- **TEXTE À LIRE**
Comme l’a remarqué le commentateur vétéran Alex Fishman, il existe depuis longtemps une directive explicite du Chef d’Etat-Major et du Commandant Général du secteur Sud, qui doit être effective quand de telles représailles sont ordonnées, intitulée “Zéro Dommage Collatéral”. C’est-à-dire que les cibles et les armes pour une action de représailles doivent être soigneusement choisies de façon à éviter de nuire à des non-combattants.
Parmi d’autres choses, il est bien connu que les canons installés sur des blindés sont efficaces et sont des moyens appropriés pour livrer bataille à d’autres blindés, mais leur utilisation d’une autre façon doit très probablement aboutir à un “Dommage Collatéral”. Pour des raisons qui sont inconnues (et il est loin d’être sûr que quelqu’un ne
doive un jour mener une enquête sur celles-ci), il a été décidé que des obus tirés par chars serait des représailles rapides valables pour la mort de Salah Abu Latif. L’équipage d’un blindé a reçu pour instructions de tirer quelques obus dans la direction générale de laquelle le sniper avait tiré (et d’où il était depuis longtemps parti).
La famille Al Buheiry possède un petit élevage de poulets à l’Est du Camp de Réfugiés de Maghazy dans la partie centrale de la Bande de Gaza. Un des obus du blindé a directement atteint la maison de la famille. Hala Buheiry, âgée de trois ans, a été tuée sur le coup, touchée à la tête par un éclat d’obus. Soin frère Bilal, également âgé de trois ans, a été blessé, comme l’ont été Muhammad, âgé de six ans et la mère des enfants.
Dans les journaux israéliens du lendemain, il était très difficile de trouver une trace ou une mention de la mort de Hala Al Buheiry, âgée de trois ans. Sa photo n’est pas apparue sur les “unes”, et n’a été trouvée sur aucune page. Sa mort n’a pas non plus été mentionnée sur les gros titres parlant des représailles de l’armée à Gaza. Ceux qui lisent attentivement les comptes-rendus de la presse sans oublier un mot ont pu trouver, noyée discrètement parmi beaucoup d’autres détails, une référence selon laquelle “les Palestiniens affirment qu’une enfant âgée de trois ans a été tué”. Pas un fait objectif. C’est quelque chose que les Palestiniens affirment.

- **Entrées du jeu de données**
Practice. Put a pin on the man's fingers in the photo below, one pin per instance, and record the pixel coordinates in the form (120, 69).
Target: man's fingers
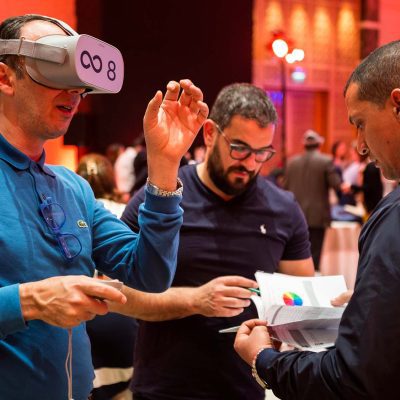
(203, 112)
(233, 280)
(100, 291)
(249, 325)
(172, 92)
(151, 114)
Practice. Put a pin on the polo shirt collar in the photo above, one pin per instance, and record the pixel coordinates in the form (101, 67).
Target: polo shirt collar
(19, 160)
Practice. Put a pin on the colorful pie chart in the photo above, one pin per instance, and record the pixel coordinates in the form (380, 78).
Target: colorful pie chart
(292, 299)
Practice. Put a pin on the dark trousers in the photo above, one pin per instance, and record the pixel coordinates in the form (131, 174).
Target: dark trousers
(316, 240)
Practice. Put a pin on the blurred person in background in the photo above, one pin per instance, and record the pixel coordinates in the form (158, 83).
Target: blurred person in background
(113, 151)
(309, 176)
(235, 223)
(98, 171)
(112, 336)
(364, 362)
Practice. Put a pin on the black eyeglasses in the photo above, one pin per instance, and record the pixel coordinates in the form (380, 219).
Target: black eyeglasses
(55, 217)
(242, 151)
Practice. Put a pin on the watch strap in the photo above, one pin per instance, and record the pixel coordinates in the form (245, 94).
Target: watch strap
(153, 189)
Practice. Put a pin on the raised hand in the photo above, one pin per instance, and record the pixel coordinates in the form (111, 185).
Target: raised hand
(66, 301)
(170, 127)
(226, 296)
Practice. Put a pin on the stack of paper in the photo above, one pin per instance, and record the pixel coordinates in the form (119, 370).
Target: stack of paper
(298, 309)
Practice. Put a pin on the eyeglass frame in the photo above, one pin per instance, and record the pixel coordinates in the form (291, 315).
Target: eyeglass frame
(60, 237)
(234, 146)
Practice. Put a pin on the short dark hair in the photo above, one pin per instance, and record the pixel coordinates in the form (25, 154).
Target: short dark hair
(378, 74)
(10, 28)
(245, 100)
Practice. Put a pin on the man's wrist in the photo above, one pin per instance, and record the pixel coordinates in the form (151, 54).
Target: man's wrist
(254, 372)
(155, 190)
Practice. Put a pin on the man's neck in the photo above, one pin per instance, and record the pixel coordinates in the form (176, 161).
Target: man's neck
(204, 177)
(25, 144)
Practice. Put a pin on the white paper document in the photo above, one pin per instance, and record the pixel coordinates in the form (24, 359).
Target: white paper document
(298, 309)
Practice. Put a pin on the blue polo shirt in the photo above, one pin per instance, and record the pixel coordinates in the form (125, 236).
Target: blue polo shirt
(32, 355)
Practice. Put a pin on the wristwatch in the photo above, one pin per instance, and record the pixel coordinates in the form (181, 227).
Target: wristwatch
(153, 189)
(254, 372)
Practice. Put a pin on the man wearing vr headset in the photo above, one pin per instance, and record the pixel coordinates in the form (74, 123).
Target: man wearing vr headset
(52, 231)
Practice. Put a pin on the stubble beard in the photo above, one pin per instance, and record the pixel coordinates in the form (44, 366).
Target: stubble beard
(220, 178)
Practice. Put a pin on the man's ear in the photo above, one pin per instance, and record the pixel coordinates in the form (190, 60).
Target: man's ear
(209, 131)
(7, 79)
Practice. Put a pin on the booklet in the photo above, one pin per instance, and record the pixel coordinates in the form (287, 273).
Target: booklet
(298, 309)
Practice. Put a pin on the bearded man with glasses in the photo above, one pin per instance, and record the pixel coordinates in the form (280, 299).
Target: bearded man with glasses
(235, 223)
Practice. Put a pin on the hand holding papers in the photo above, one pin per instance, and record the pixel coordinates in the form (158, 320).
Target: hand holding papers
(298, 309)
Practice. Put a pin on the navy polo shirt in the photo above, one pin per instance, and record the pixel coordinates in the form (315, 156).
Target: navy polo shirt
(188, 358)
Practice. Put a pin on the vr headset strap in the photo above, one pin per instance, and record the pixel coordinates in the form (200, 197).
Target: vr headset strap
(28, 48)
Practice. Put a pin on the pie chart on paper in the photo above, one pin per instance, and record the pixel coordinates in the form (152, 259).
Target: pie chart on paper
(292, 299)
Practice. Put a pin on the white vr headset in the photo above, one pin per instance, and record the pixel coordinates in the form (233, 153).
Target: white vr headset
(67, 62)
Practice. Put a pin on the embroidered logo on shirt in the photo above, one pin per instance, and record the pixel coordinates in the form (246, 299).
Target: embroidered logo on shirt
(81, 223)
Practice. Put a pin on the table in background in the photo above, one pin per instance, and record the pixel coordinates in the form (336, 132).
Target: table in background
(340, 251)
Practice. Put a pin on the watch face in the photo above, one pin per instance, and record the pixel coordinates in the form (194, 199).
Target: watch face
(153, 189)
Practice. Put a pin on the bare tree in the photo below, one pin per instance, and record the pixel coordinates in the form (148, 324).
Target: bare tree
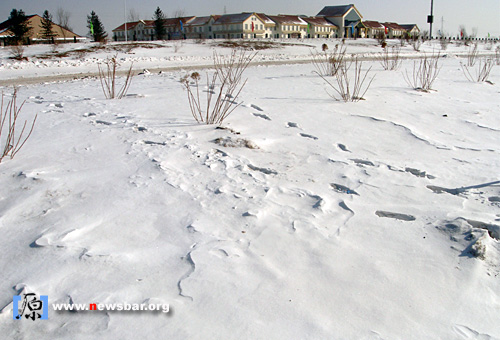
(223, 88)
(62, 17)
(107, 76)
(133, 15)
(11, 139)
(349, 83)
(424, 73)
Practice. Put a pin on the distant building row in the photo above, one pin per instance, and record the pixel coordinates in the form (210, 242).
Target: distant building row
(35, 22)
(331, 22)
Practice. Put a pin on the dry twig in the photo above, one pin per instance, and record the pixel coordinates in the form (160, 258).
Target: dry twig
(11, 141)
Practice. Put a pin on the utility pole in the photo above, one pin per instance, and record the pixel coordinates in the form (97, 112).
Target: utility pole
(125, 2)
(430, 19)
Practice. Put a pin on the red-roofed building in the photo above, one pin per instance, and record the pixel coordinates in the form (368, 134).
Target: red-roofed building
(374, 29)
(394, 30)
(319, 27)
(345, 17)
(201, 27)
(289, 26)
(243, 25)
(36, 35)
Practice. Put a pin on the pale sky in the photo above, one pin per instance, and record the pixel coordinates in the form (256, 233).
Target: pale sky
(480, 15)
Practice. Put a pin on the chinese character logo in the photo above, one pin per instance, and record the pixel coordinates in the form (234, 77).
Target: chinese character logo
(31, 307)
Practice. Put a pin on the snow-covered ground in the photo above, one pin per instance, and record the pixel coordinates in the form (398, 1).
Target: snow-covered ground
(371, 220)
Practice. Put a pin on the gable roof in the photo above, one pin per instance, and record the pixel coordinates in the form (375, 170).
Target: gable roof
(175, 21)
(197, 21)
(373, 24)
(287, 19)
(409, 27)
(233, 18)
(335, 11)
(265, 18)
(131, 25)
(394, 26)
(34, 21)
(318, 21)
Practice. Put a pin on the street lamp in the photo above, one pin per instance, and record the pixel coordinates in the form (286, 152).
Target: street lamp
(430, 19)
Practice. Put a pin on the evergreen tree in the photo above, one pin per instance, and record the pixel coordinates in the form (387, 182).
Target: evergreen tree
(18, 25)
(159, 24)
(46, 26)
(96, 27)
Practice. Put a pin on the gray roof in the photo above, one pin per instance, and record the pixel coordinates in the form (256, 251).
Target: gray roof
(233, 18)
(335, 11)
(199, 21)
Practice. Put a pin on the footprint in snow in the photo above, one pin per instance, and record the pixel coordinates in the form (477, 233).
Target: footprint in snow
(261, 115)
(397, 216)
(343, 147)
(305, 135)
(103, 122)
(256, 107)
(362, 162)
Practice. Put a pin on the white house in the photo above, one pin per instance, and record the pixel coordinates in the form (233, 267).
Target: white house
(200, 27)
(374, 29)
(269, 25)
(243, 25)
(394, 30)
(412, 30)
(289, 26)
(319, 27)
(345, 17)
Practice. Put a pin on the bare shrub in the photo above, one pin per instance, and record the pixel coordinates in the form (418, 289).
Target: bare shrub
(380, 36)
(416, 43)
(444, 42)
(472, 55)
(17, 51)
(424, 73)
(327, 64)
(481, 72)
(391, 58)
(107, 76)
(223, 87)
(349, 83)
(11, 141)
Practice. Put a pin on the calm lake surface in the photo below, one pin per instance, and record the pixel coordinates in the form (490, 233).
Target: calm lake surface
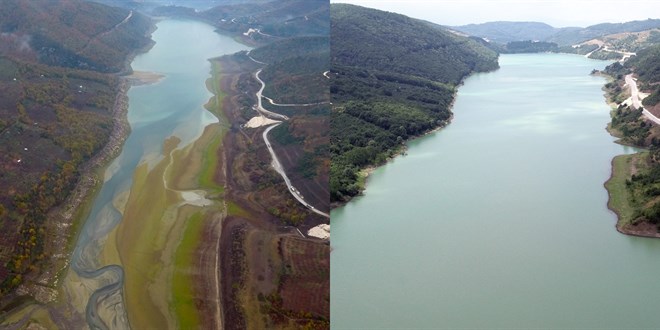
(499, 220)
(171, 107)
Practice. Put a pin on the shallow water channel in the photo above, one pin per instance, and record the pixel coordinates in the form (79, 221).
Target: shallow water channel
(171, 107)
(500, 219)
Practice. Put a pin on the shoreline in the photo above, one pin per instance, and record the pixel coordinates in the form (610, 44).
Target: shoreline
(366, 172)
(622, 225)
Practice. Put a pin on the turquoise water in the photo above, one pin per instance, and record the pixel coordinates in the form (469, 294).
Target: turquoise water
(171, 107)
(499, 220)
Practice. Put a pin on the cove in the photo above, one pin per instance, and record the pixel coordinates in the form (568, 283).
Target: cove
(500, 219)
(173, 107)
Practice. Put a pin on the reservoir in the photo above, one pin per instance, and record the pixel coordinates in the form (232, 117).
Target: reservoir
(500, 219)
(174, 106)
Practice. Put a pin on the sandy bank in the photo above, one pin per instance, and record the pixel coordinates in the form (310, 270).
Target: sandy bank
(321, 231)
(144, 78)
(259, 121)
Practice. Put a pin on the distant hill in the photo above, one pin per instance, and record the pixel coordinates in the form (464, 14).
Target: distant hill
(504, 32)
(275, 19)
(393, 78)
(75, 34)
(59, 107)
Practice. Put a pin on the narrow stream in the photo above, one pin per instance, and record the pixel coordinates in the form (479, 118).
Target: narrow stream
(171, 107)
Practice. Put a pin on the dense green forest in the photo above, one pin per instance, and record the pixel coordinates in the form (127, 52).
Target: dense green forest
(294, 74)
(76, 34)
(56, 112)
(393, 78)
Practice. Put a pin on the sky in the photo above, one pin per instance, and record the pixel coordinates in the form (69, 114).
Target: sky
(558, 13)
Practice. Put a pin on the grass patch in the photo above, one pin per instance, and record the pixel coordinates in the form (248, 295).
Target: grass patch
(183, 300)
(210, 164)
(214, 105)
(620, 200)
(234, 209)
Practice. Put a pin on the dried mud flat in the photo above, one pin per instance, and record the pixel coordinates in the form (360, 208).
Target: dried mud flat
(251, 260)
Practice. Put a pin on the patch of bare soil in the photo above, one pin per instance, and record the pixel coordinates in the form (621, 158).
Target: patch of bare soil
(251, 263)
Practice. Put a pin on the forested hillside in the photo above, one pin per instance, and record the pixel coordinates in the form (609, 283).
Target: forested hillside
(58, 109)
(641, 192)
(75, 34)
(394, 78)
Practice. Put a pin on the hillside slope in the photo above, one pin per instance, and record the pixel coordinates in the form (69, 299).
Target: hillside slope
(75, 34)
(56, 121)
(504, 32)
(394, 78)
(638, 175)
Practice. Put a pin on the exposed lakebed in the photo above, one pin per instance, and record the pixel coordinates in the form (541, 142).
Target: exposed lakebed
(500, 219)
(143, 193)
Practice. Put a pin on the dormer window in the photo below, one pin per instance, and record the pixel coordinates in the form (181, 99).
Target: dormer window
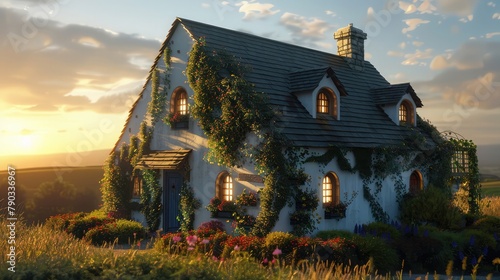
(326, 102)
(406, 113)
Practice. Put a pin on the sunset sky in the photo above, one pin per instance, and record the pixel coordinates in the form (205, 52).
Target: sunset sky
(71, 69)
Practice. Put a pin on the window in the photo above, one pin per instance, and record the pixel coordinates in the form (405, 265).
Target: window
(406, 113)
(326, 102)
(137, 186)
(181, 103)
(460, 162)
(331, 189)
(225, 186)
(416, 183)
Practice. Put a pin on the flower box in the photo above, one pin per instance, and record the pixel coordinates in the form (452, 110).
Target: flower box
(180, 125)
(334, 215)
(222, 214)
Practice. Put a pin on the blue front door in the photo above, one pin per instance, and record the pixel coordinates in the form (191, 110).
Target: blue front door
(171, 197)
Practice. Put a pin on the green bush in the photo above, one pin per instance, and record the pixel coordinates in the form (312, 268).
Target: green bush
(488, 224)
(123, 231)
(431, 206)
(329, 234)
(385, 258)
(383, 230)
(280, 240)
(79, 227)
(62, 221)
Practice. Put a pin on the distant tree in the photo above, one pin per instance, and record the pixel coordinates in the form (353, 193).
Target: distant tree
(52, 198)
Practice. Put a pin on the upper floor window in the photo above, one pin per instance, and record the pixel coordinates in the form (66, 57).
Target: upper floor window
(416, 182)
(460, 162)
(331, 188)
(225, 186)
(181, 103)
(326, 102)
(406, 113)
(137, 186)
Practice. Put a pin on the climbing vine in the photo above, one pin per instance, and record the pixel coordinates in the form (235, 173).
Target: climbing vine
(151, 198)
(228, 108)
(225, 104)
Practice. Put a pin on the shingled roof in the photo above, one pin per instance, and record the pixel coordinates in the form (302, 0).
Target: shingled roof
(276, 67)
(279, 69)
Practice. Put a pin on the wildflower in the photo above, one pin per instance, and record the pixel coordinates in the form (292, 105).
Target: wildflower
(472, 240)
(191, 240)
(176, 239)
(277, 252)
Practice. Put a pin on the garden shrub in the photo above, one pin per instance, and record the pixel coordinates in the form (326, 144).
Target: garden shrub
(211, 227)
(329, 234)
(383, 230)
(252, 244)
(422, 253)
(79, 227)
(385, 257)
(488, 224)
(123, 231)
(431, 206)
(62, 221)
(281, 240)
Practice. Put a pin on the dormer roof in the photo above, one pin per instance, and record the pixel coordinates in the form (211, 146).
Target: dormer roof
(308, 79)
(393, 94)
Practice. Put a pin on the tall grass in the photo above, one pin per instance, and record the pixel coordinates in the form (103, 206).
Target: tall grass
(491, 206)
(43, 253)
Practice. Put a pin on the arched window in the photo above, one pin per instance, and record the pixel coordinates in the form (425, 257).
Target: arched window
(406, 113)
(326, 102)
(181, 103)
(416, 182)
(331, 188)
(224, 189)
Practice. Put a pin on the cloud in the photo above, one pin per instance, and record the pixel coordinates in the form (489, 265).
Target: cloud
(417, 57)
(457, 7)
(413, 23)
(470, 75)
(330, 13)
(54, 60)
(425, 7)
(255, 10)
(305, 29)
(439, 62)
(417, 43)
(395, 53)
(490, 35)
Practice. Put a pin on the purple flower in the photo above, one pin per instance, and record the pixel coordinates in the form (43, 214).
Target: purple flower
(176, 238)
(191, 240)
(472, 240)
(277, 252)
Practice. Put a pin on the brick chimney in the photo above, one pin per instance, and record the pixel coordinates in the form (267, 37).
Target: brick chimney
(351, 45)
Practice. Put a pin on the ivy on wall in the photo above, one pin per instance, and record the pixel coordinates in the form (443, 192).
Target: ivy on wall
(119, 170)
(228, 108)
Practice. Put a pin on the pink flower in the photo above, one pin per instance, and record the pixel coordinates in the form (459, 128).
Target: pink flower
(277, 252)
(191, 240)
(176, 238)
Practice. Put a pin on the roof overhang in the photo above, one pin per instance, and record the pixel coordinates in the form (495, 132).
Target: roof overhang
(167, 160)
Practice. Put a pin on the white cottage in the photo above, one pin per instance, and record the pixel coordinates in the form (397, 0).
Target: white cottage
(336, 108)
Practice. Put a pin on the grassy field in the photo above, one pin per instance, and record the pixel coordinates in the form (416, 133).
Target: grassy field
(491, 188)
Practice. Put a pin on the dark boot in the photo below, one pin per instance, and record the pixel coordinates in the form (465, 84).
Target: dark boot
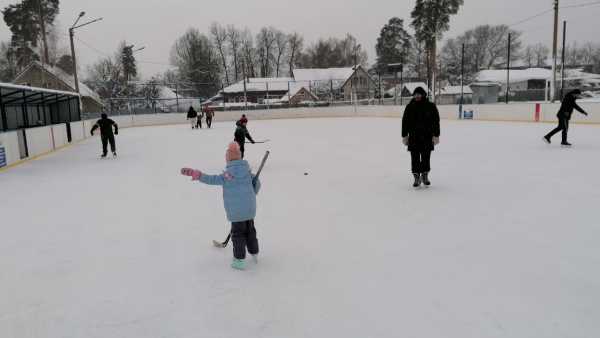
(417, 180)
(425, 178)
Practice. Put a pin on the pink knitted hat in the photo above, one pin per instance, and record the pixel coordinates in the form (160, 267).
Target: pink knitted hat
(233, 152)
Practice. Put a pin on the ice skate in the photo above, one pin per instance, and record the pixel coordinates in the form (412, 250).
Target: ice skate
(417, 180)
(238, 264)
(425, 178)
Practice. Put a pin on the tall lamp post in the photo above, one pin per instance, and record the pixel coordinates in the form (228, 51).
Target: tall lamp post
(71, 36)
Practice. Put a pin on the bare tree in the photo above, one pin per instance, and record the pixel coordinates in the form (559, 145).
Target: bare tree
(235, 45)
(281, 46)
(219, 37)
(295, 44)
(249, 53)
(265, 41)
(540, 52)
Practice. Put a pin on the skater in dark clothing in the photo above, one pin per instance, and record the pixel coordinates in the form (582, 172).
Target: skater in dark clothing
(192, 116)
(210, 113)
(241, 134)
(106, 134)
(199, 120)
(564, 116)
(243, 119)
(240, 188)
(421, 133)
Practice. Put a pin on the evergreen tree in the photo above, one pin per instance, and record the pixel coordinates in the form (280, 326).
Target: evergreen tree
(393, 43)
(197, 62)
(431, 18)
(29, 21)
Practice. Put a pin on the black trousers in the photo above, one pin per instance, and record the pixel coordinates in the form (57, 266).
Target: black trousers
(243, 235)
(421, 161)
(563, 125)
(105, 140)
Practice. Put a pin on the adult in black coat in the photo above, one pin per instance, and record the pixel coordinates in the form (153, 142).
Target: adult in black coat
(241, 134)
(106, 134)
(569, 104)
(192, 116)
(421, 132)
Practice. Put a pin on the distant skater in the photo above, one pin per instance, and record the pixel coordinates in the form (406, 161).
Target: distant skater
(241, 134)
(421, 133)
(569, 104)
(106, 134)
(210, 113)
(192, 116)
(199, 120)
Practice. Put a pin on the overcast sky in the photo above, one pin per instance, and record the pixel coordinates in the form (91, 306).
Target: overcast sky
(157, 23)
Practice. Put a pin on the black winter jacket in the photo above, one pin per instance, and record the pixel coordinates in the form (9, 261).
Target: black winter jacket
(106, 125)
(421, 122)
(568, 105)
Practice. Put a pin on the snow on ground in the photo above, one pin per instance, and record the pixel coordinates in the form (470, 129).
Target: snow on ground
(505, 243)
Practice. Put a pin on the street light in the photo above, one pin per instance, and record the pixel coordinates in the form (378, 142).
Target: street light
(71, 36)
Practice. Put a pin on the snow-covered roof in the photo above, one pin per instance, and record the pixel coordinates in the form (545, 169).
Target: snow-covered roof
(64, 77)
(323, 74)
(410, 86)
(36, 89)
(456, 90)
(516, 75)
(260, 85)
(295, 88)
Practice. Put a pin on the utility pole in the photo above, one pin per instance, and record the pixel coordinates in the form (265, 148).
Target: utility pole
(73, 57)
(554, 53)
(462, 82)
(562, 68)
(508, 69)
(71, 36)
(43, 31)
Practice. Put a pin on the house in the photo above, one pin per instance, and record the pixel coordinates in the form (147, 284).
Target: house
(46, 76)
(256, 90)
(299, 93)
(485, 92)
(337, 83)
(406, 90)
(453, 94)
(520, 79)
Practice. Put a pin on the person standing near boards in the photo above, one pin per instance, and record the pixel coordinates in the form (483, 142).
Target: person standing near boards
(421, 133)
(106, 134)
(569, 104)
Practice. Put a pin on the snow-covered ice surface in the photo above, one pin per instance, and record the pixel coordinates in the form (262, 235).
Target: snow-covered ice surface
(504, 244)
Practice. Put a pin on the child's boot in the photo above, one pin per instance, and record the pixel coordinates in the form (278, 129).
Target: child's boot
(238, 264)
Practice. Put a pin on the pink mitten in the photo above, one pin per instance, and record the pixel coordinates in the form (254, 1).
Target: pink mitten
(194, 174)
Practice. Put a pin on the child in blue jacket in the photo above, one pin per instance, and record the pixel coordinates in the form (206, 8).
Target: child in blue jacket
(240, 188)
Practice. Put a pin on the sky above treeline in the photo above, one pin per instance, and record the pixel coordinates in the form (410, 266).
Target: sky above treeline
(156, 24)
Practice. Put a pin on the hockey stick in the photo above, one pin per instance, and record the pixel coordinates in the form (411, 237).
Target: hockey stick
(260, 168)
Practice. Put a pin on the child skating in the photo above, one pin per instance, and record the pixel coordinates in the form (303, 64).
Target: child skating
(240, 188)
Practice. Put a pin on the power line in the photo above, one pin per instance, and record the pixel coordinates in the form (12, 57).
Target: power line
(587, 4)
(531, 17)
(98, 51)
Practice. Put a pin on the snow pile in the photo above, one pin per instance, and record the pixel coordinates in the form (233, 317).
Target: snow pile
(516, 75)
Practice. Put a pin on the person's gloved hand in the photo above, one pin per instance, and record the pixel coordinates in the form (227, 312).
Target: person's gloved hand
(193, 173)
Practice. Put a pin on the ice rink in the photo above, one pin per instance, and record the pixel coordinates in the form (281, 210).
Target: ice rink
(504, 244)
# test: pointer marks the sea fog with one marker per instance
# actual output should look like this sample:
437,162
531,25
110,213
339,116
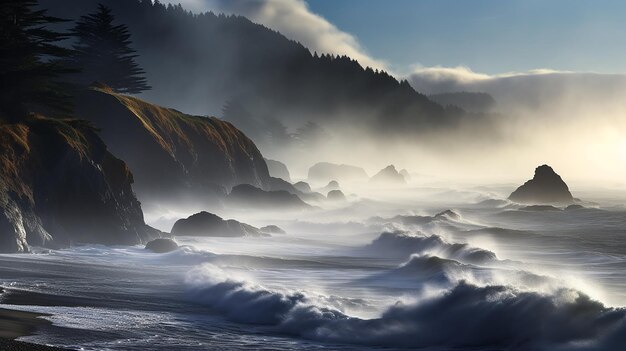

- **TRAVAIL À FAIRE**
**a.** Traduisez en anglais, s'il vous plaît, cette phrase du texte à lire : « La famille Al Buheiry possède un petit élevage de poulets à l’Est du Camp de Réfugiés de Maghazy dans la partie centrale de la Bande de Gaza. »
**b.** Transcrivez fidèlement le passage du texte à lire qui va de « Parmi d’autres choses, il » jusqu'à « depuis longtemps parti). ».
**c.** Énumérez tous les membres de la famille Al Buheiry qui, selon le texte à lire, ont été tués ou blessés par l'obus.

- **RÉPONSES DANS L'ORDRE**
**a.** The Al Buheiry family owns a small chicken farm east of the Maghazy Refugee Camp in the central part of the Gaza Strip.

**b.**
Parmi d’autres choses, il est bien connu que les canons installés sur des blindés sont efficaces et sont des moyens appropriés pour livrer bataille à d’autres blindés, mais leur utilisation d’une autre façon doit très probablement aboutir à un “Dommage Collatéral”. Pour des raisons qui sont inconnues (et il est loin d’être sûr que quelqu’un ne
doive un jour mener une enquête sur celles-ci), il a été décidé que des obus tirés par chars serait des représailles rapides valables pour la mort de Salah Abu Latif. L’équipage d’un blindé a reçu pour instructions de tirer quelques obus dans la direction générale de laquelle le sniper avait tiré (et d’où il était depuis longtemps parti).

**c.** Hala, Bilal, Muhammad, la mère des enfants